Your instructions. Please repeat the listing exactly, starting at its first line and stopping after the line that contains "shape point(295, 758)".

◆ ◆ ◆ ◆

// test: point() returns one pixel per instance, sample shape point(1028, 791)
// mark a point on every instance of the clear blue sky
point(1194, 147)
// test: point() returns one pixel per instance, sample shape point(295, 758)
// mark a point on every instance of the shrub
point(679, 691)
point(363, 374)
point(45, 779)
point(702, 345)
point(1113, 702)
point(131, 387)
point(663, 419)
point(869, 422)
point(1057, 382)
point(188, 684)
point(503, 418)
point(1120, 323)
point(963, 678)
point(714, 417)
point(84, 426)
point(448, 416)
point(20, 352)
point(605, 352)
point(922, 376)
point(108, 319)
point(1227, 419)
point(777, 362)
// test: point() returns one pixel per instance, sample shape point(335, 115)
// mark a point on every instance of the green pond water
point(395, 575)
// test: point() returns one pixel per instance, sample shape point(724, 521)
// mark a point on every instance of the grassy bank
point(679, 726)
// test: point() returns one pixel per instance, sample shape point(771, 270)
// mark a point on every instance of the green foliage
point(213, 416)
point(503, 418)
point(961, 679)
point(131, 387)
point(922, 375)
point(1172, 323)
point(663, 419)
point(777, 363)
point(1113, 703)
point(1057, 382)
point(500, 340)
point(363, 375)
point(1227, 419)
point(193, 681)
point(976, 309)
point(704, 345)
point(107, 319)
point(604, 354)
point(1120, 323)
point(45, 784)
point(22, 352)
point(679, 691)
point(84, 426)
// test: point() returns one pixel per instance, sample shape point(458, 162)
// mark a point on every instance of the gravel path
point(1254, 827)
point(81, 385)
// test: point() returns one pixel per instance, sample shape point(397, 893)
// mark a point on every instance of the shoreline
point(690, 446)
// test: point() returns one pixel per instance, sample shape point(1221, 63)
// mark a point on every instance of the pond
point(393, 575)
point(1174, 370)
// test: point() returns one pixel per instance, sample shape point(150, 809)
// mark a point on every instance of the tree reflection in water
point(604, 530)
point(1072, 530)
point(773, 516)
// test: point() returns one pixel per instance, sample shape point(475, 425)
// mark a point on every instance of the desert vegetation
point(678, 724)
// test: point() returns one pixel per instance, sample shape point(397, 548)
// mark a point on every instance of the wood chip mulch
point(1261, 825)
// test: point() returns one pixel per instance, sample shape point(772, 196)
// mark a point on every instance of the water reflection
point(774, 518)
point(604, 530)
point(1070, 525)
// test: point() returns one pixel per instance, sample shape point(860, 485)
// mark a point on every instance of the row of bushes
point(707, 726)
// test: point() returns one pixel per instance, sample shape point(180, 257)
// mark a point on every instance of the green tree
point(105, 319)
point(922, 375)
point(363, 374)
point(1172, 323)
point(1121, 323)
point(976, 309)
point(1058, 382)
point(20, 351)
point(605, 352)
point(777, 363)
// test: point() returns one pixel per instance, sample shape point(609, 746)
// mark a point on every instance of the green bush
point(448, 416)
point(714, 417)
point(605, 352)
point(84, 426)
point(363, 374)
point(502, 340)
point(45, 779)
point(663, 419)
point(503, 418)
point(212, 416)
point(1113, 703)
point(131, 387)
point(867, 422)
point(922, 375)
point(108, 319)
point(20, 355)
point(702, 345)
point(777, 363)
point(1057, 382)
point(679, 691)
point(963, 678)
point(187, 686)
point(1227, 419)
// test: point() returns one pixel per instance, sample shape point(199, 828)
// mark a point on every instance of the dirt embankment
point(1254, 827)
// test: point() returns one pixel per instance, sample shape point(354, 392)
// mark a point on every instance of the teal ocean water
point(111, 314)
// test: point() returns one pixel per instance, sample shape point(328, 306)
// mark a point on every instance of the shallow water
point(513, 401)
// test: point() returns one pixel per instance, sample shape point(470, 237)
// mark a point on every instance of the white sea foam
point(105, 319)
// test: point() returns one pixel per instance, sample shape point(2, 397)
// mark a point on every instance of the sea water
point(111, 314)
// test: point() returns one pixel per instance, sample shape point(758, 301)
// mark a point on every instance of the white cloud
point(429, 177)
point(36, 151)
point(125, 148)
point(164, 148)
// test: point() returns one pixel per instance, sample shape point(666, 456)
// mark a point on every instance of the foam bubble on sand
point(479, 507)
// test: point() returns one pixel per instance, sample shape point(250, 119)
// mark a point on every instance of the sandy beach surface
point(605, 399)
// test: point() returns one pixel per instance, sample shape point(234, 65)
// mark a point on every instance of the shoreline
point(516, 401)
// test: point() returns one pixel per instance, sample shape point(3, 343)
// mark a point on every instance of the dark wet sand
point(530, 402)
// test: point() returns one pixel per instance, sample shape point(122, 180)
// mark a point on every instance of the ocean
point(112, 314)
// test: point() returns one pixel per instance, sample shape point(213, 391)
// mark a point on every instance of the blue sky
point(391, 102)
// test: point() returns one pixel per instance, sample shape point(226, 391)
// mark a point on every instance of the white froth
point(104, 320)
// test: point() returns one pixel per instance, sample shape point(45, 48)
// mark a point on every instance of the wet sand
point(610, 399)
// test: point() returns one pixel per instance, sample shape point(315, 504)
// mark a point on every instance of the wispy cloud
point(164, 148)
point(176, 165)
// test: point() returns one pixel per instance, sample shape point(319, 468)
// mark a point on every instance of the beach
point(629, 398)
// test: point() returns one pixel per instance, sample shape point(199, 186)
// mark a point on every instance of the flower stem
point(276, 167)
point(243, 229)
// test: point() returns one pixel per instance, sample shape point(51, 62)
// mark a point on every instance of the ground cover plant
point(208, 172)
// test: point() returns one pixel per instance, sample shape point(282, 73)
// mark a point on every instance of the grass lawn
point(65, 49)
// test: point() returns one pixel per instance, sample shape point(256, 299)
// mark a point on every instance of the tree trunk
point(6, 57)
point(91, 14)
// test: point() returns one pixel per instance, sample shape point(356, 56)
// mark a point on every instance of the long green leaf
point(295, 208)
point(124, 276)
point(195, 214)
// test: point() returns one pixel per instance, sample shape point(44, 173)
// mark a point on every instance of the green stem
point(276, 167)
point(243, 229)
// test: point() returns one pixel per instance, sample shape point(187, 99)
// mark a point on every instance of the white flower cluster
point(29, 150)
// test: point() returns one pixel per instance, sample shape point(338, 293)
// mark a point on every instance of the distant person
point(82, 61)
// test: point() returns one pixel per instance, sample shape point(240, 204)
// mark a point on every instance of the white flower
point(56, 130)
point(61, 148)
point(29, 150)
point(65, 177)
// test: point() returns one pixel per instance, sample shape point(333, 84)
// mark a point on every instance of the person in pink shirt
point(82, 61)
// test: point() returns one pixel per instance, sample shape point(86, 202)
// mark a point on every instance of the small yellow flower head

◆ ◆ ◆ ◆

Result of the task.
// test: point() returns one pixel per instance, sample shape point(1028, 791)
// mark a point on every instance of the clear blue sky
point(1194, 147)
// test: point() returns one pixel per instance, sample shape point(295, 758)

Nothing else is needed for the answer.